Items from a data source

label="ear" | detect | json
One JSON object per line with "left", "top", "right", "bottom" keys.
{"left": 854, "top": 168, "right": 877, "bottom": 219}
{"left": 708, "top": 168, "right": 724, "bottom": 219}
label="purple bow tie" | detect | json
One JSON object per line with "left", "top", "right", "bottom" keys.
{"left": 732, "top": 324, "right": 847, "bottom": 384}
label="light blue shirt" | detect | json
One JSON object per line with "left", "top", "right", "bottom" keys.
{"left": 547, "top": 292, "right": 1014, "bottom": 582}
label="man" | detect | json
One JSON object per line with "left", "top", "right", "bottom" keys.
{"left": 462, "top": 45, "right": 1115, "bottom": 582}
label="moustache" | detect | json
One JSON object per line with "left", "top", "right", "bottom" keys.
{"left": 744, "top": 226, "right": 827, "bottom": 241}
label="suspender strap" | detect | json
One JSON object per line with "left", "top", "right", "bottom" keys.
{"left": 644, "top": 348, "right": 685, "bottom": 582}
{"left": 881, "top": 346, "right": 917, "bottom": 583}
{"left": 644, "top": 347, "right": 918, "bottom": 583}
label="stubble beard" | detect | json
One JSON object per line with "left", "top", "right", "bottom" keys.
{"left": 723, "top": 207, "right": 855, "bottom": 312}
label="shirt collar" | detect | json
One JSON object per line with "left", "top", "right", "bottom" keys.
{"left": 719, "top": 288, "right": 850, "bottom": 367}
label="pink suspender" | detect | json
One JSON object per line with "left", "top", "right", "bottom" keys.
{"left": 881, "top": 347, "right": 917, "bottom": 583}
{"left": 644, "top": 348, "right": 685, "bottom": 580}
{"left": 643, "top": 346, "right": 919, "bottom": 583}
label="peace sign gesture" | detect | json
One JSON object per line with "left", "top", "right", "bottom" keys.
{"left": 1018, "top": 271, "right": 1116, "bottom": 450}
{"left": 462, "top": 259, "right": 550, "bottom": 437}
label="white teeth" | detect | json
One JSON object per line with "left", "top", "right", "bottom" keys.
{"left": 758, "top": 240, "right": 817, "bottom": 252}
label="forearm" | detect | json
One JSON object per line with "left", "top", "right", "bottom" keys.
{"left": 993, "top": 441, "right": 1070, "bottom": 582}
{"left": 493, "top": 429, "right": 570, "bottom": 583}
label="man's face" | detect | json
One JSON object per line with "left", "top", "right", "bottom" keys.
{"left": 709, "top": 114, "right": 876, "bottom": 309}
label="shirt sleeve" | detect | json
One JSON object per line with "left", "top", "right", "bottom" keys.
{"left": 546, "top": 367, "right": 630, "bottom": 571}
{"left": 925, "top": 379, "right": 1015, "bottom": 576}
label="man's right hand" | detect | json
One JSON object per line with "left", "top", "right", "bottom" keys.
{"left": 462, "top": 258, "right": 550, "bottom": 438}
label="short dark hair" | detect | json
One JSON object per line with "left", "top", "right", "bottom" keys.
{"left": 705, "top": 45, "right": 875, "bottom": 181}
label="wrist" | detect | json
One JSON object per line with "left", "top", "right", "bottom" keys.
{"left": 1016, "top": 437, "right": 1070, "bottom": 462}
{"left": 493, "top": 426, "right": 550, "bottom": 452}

» Exercise details
May I have all of the records repeated exactly?

» Written response
label="ear" | detect | json
One JSON object per line with "left", "top", "right", "bottom" keys.
{"left": 854, "top": 168, "right": 877, "bottom": 219}
{"left": 708, "top": 168, "right": 724, "bottom": 219}
label="purple bow tie" | detect | json
One JSON object per line with "left", "top", "right", "bottom" keys.
{"left": 732, "top": 324, "right": 847, "bottom": 384}
label="light blue shirt" | detect | json
One JSON object per line with "left", "top", "right", "bottom" keys.
{"left": 547, "top": 292, "right": 1014, "bottom": 582}
label="man" | detect | json
One JSON object per line with "left", "top", "right", "bottom" keys.
{"left": 462, "top": 45, "right": 1115, "bottom": 582}
label="moustache" | detect | json
One JSON object per line with "left", "top", "right", "bottom" keys.
{"left": 744, "top": 226, "right": 827, "bottom": 241}
label="suspender strap" | detect | json
One JSON object per line with "left", "top", "right", "bottom" keys.
{"left": 644, "top": 348, "right": 685, "bottom": 582}
{"left": 881, "top": 346, "right": 917, "bottom": 583}
{"left": 644, "top": 347, "right": 918, "bottom": 583}
label="stubble beard" | detect | json
One JSON object per line with "left", "top", "right", "bottom" keys.
{"left": 723, "top": 207, "right": 855, "bottom": 312}
label="shirt collar" | detect | json
One JSON object per line with "left", "top", "right", "bottom" keys.
{"left": 719, "top": 288, "right": 850, "bottom": 367}
label="pink suspender" | detect | json
One JSON object per line with "left", "top", "right", "bottom" keys.
{"left": 881, "top": 347, "right": 917, "bottom": 583}
{"left": 644, "top": 348, "right": 685, "bottom": 580}
{"left": 643, "top": 346, "right": 919, "bottom": 583}
label="peace sign gesture" | detect | json
One JSON object per line with "left", "top", "right", "bottom" keys.
{"left": 1018, "top": 271, "right": 1116, "bottom": 450}
{"left": 462, "top": 259, "right": 550, "bottom": 437}
label="white teeth" | detect | json
One JSON object per line with "left", "top", "right", "bottom" keys.
{"left": 758, "top": 240, "right": 817, "bottom": 252}
label="forearm" | detect | json
One JSON object per line with "left", "top", "right", "bottom" keys.
{"left": 993, "top": 441, "right": 1070, "bottom": 582}
{"left": 493, "top": 429, "right": 570, "bottom": 583}
label="man's face" | detect | json
One JSON object per line with "left", "top", "right", "bottom" keys.
{"left": 709, "top": 114, "right": 876, "bottom": 309}
label="shirt sleeve" | detect | json
One JSON object per line with "left", "top", "right", "bottom" keys.
{"left": 546, "top": 367, "right": 630, "bottom": 571}
{"left": 925, "top": 379, "right": 1015, "bottom": 576}
label="man's right hand" | detect | json
One JSON object per line with "left", "top", "right", "bottom" keys.
{"left": 462, "top": 258, "right": 550, "bottom": 438}
label="short dark hair" | detect | json
One JSON object per line with "left", "top", "right", "bottom" keys.
{"left": 705, "top": 45, "right": 875, "bottom": 181}
label="wrist" | detect | json
One JSON object per line with "left", "top", "right", "bottom" keys.
{"left": 1016, "top": 437, "right": 1070, "bottom": 462}
{"left": 493, "top": 426, "right": 550, "bottom": 452}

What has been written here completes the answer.